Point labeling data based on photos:
^^^^

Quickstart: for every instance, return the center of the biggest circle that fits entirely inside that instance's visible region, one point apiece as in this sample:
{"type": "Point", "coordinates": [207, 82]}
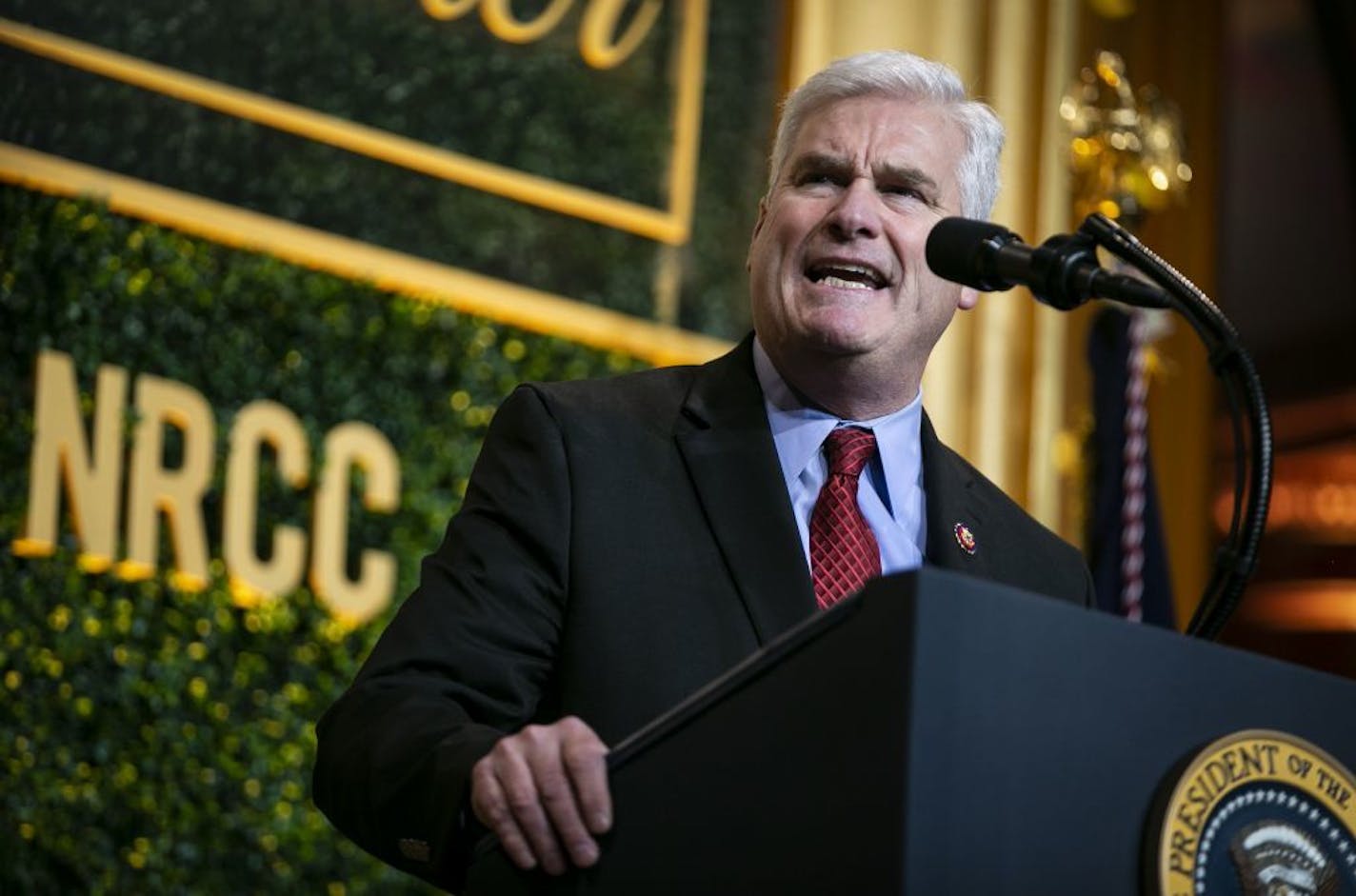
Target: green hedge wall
{"type": "Point", "coordinates": [157, 742]}
{"type": "Point", "coordinates": [533, 108]}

^^^^

**What to work on**
Return every line of the items above without any change, omitting the pictures.

**Result for this task**
Quickstart: for every instance, return the center of the biggest circle that fits entirely inside that instance's visible region, one point apiece as in this sample:
{"type": "Point", "coordinates": [207, 82]}
Target: green hedge wall
{"type": "Point", "coordinates": [157, 742]}
{"type": "Point", "coordinates": [533, 108]}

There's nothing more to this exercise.